→ Text section
************

All of the examples can be found in Jupyter notebook form here.

# SVM with L^1 regularization

# Generate data for SVM classifier with L1 regularization.
using Random
Random.seed!(3);
n = 20;
m = 1000;
TEST = m;
DENSITY = 0.2;
beta_true = randn(n, 1);
idxs = randperm(n)[1:round(Int, (1 - DENSITY) * n)];
beta_true[idxs] .= 0
offset = 0;
sigma = 45;
X = 5 * randn(m, n);
Y = sign.(X * beta_true .+ offset .+ sigma * randn(m, 1));
X_test = 5 * randn(TEST, n);
# Form SVM with L1 regularization problem.
using Convex, SCS, ECOS

beta = Variable(n);
v = Variable();
loss = sum(pos(1 - Y .* (X * beta - v)));
reg = norm(beta, 1);

# Compute a trade-off curve and record train and test error.
TRIALS = 100
train_error = zeros(TRIALS);
test_error = zeros(TRIALS);
lambda_vals = exp10.(range(-2, stop = 0, length = TRIALS);)
beta_vals = zeros(length(beta), TRIALS);
for i in 1:TRIALS
lambda = lambda_vals[i]
problem = minimize(loss / m + lambda * reg)
solve!(problem, SCS.Optimizer; silent_solver = true)

************

→ Supplied entries
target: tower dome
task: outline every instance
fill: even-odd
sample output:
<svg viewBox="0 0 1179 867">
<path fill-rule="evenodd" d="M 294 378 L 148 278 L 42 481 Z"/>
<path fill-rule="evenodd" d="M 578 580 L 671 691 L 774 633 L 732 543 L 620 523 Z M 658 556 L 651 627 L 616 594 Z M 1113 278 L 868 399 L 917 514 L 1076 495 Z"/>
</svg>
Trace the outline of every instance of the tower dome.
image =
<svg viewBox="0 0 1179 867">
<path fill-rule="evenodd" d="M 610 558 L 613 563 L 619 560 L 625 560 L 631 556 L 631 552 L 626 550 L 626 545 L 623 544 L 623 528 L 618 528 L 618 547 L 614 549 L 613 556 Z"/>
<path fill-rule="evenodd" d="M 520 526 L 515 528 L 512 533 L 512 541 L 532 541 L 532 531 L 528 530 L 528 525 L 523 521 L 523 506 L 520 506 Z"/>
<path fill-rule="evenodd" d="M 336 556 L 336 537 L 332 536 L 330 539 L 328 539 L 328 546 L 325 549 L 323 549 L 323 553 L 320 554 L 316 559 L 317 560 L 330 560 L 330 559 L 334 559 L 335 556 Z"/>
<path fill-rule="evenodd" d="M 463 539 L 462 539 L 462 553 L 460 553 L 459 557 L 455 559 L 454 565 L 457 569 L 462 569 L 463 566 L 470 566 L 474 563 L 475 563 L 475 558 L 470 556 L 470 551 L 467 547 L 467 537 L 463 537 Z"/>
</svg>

************

→ Your task
In the SVM example, how many trials does the trade-off curve computation run?

→ Complete response
100